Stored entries
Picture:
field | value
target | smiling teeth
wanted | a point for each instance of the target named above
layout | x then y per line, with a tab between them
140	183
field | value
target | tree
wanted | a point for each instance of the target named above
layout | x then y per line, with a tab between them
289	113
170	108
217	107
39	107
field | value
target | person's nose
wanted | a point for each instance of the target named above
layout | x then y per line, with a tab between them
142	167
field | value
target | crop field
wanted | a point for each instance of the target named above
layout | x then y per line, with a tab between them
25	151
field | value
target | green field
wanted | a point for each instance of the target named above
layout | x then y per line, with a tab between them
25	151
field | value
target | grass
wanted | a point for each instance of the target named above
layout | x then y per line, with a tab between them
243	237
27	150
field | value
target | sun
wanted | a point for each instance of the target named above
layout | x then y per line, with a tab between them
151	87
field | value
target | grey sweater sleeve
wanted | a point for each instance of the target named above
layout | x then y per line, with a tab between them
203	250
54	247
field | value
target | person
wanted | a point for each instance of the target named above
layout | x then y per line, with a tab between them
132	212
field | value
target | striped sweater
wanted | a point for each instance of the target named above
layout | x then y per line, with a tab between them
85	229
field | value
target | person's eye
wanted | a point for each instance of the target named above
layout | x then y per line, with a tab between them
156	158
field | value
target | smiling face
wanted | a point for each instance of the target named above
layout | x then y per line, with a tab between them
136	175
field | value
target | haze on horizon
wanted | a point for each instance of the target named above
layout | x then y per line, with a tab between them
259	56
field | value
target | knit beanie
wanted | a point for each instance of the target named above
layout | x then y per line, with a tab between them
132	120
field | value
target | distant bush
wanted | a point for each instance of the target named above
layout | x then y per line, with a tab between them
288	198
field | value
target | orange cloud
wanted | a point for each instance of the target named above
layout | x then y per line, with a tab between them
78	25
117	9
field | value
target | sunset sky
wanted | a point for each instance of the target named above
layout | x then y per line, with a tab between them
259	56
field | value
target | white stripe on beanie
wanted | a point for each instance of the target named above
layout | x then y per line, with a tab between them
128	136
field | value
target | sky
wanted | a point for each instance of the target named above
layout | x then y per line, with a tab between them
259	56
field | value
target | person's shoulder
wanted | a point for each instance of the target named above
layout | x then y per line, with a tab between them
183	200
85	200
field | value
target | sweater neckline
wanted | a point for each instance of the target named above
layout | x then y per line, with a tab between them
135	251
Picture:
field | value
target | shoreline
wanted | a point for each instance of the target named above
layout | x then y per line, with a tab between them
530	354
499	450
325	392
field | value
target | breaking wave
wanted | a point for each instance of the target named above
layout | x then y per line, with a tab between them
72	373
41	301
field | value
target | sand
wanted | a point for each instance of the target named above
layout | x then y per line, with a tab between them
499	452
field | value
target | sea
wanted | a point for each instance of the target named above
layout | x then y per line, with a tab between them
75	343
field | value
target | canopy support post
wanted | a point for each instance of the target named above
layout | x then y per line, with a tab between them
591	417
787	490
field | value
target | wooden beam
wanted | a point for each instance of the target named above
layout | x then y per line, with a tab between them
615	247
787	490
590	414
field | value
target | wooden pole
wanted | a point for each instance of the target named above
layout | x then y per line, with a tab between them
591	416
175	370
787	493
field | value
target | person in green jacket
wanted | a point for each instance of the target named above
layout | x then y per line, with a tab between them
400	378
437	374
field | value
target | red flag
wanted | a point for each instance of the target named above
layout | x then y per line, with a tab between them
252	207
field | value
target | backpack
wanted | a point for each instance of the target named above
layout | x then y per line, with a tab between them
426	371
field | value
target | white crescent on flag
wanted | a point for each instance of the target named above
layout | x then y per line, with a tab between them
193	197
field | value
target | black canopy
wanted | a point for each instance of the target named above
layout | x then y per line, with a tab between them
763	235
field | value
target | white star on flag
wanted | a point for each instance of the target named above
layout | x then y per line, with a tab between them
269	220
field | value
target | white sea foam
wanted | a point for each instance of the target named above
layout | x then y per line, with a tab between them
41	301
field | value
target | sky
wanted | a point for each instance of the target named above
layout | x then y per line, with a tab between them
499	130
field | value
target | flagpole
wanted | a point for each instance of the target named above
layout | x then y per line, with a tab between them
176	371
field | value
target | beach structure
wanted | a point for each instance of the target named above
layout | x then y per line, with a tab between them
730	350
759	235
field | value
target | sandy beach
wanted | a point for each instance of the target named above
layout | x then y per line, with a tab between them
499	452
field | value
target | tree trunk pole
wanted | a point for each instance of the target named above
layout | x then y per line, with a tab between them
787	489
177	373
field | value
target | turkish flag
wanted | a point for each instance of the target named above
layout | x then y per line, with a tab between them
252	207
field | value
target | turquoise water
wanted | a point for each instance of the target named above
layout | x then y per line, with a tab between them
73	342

◆ **Problem details**: Identify every line in the stored entries above that contains the word "wooden", and copy each of those lines. Case counts.

◆ **Output for this task**:
target | wooden beam
target | wooden pole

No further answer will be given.